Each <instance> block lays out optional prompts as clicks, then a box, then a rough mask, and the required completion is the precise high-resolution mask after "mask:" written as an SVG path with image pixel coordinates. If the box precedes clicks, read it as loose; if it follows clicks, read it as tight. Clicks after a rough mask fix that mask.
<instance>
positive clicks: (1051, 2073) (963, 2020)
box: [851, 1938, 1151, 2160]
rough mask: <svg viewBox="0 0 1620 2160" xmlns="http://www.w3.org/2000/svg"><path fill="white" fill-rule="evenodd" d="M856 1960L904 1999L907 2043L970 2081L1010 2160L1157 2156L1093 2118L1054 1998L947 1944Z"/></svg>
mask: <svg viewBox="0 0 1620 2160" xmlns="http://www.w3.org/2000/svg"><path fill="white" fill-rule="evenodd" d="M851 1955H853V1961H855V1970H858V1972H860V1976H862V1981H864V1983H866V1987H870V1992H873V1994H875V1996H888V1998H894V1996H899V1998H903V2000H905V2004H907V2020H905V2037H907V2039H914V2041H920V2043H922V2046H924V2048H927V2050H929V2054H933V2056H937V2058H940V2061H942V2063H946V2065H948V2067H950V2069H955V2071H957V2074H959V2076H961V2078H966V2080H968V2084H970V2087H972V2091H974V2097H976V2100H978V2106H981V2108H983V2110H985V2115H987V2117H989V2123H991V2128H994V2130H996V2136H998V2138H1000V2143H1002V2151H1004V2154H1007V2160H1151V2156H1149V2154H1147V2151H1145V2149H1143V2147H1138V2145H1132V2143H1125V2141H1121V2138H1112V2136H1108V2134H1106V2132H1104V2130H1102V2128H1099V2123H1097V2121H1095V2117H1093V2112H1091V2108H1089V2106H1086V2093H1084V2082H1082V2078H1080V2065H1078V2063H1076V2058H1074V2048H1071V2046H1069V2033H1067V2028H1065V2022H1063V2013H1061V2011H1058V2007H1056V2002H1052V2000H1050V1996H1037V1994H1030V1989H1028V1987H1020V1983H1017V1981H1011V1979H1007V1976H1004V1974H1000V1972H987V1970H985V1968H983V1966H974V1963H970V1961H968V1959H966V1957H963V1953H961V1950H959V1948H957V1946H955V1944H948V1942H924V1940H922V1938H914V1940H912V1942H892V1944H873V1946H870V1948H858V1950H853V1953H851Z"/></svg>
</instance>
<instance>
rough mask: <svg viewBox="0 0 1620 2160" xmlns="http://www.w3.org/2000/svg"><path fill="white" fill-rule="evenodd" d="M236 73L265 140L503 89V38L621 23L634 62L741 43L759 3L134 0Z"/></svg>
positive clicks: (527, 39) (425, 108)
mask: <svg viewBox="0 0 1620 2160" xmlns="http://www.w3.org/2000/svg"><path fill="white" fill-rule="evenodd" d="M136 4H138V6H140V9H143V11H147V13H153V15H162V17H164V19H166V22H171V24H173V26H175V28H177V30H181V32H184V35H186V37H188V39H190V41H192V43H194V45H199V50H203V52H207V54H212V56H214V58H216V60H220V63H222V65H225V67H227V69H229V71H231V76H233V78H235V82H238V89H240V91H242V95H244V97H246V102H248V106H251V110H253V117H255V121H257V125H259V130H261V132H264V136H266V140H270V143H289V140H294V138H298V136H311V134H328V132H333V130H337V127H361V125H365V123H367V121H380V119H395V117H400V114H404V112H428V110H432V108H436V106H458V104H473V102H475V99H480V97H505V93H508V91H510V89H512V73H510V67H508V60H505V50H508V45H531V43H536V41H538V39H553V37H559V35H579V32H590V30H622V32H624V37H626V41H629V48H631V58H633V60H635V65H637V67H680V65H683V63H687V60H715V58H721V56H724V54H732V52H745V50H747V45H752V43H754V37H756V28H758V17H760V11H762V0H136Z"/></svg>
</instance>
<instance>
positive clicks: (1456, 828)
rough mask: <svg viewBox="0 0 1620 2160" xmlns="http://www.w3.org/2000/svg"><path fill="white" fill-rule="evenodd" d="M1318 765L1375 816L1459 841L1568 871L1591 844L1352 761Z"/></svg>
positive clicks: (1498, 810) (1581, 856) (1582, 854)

----------

Job item – Give a word-for-word copy of the records.

Solution for this exercise –
Each <instance> block lays out optional prompts as clicks, then a box, then a rough mask, and the required completion is the precise high-resolution mask after "mask:" written as an SVG path with image pixel coordinates. If the box precedes clicks, read it as loose; if it follows clicks, read it as tight. Clicks after a rough mask fix that mask.
<instance>
positive clicks: (1051, 2073) (963, 2020)
box: [851, 1938, 1151, 2160]
rough mask: <svg viewBox="0 0 1620 2160" xmlns="http://www.w3.org/2000/svg"><path fill="white" fill-rule="evenodd" d="M856 1960L904 1999L907 2043L970 2081L1010 2160L1157 2156L1093 2118L1054 1998L947 1944Z"/></svg>
mask: <svg viewBox="0 0 1620 2160" xmlns="http://www.w3.org/2000/svg"><path fill="white" fill-rule="evenodd" d="M851 1955H853V1961H855V1970H858V1972H860V1976H862V1981H864V1983H866V1987H870V1992H873V1994H875V1996H888V1998H894V1996H899V1998H903V2000H905V2004H907V2020H905V2037H907V2039H914V2041H920V2043H922V2046H924V2048H927V2050H929V2054H933V2056H937V2058H940V2061H942V2063H946V2065H948V2067H950V2069H955V2071H957V2074H959V2076H961V2078H966V2080H968V2084H970V2087H972V2091H974V2097H976V2100H978V2106H981V2108H983V2110H985V2115H987V2117H989V2123H991V2128H994V2130H996V2136H998V2138H1000V2143H1002V2151H1004V2154H1007V2160H1151V2156H1149V2154H1147V2151H1145V2149H1143V2147H1138V2145H1132V2143H1125V2141H1121V2138H1112V2136H1108V2134H1106V2132H1104V2130H1102V2128H1099V2123H1097V2121H1095V2117H1093V2112H1091V2108H1089V2106H1086V2093H1084V2082H1082V2078H1080V2065H1078V2063H1076V2058H1074V2048H1071V2046H1069V2033H1067V2028H1065V2022H1063V2013H1061V2011H1058V2007H1056V2002H1052V2000H1050V1996H1037V1994H1030V1989H1028V1987H1020V1983H1017V1981H1011V1979H1007V1976H1004V1974H1000V1972H987V1970H985V1968H983V1966H974V1963H970V1961H968V1959H966V1957H963V1953H961V1950H959V1948H957V1946H955V1944H948V1942H924V1940H922V1938H914V1940H912V1942H892V1944H873V1946H870V1948H858V1950H853V1953H851Z"/></svg>
</instance>
<instance>
rough mask: <svg viewBox="0 0 1620 2160" xmlns="http://www.w3.org/2000/svg"><path fill="white" fill-rule="evenodd" d="M236 73L265 140L503 89V38L621 23L634 62L741 43L759 3L134 0Z"/></svg>
positive clicks: (527, 39) (425, 108)
mask: <svg viewBox="0 0 1620 2160" xmlns="http://www.w3.org/2000/svg"><path fill="white" fill-rule="evenodd" d="M136 4H138V6H140V9H143V11H147V13H153V15H162V17H164V19H166V22H171V24H173V26H175V28H177V30H181V32H184V35H186V37H188V39H190V41H192V43H194V45H199V50H203V52H207V54H212V56H214V58H216V60H220V63H222V65H225V67H227V69H229V71H231V76H233V78H235V82H238V89H240V91H242V95H244V97H246V102H248V106H251V110H253V117H255V121H257V125H259V130H261V132H264V136H266V140H270V143H289V140H294V138H298V136H311V134H328V132H333V130H337V127H361V125H365V123H367V121H380V119H395V117H400V114H404V112H428V110H432V108H436V106H458V104H473V102H475V99H480V97H505V93H508V91H510V89H512V73H510V67H508V60H505V50H508V45H531V43H536V41H538V39H553V37H559V35H579V32H590V30H622V32H624V37H626V41H629V48H631V58H633V60H635V65H637V67H680V65H683V63H687V60H715V58H721V56H724V54H732V52H745V50H747V45H752V43H754V37H756V28H758V17H760V11H762V0H136Z"/></svg>
</instance>
<instance>
positive clicks: (1456, 828)
rough mask: <svg viewBox="0 0 1620 2160" xmlns="http://www.w3.org/2000/svg"><path fill="white" fill-rule="evenodd" d="M1318 765L1375 816L1459 841L1568 871L1591 844L1352 761Z"/></svg>
positive clicks: (1498, 810) (1581, 856) (1582, 854)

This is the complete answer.